- Exercise description
Format the lines below as a JSON list of strings, with one string per line and no blank lines.

- Extracted entries
====================

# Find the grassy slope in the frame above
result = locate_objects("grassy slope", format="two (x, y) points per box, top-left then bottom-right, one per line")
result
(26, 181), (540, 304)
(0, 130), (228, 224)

====================

- Finished exercise
[
  "# Find the grassy slope in the frame above",
  "result = locate_objects(\"grassy slope\", format=\"two (x, y) points per box, top-left then bottom-right, one per line\")",
  "result",
  "(26, 181), (540, 304)",
  "(0, 130), (228, 224)"
]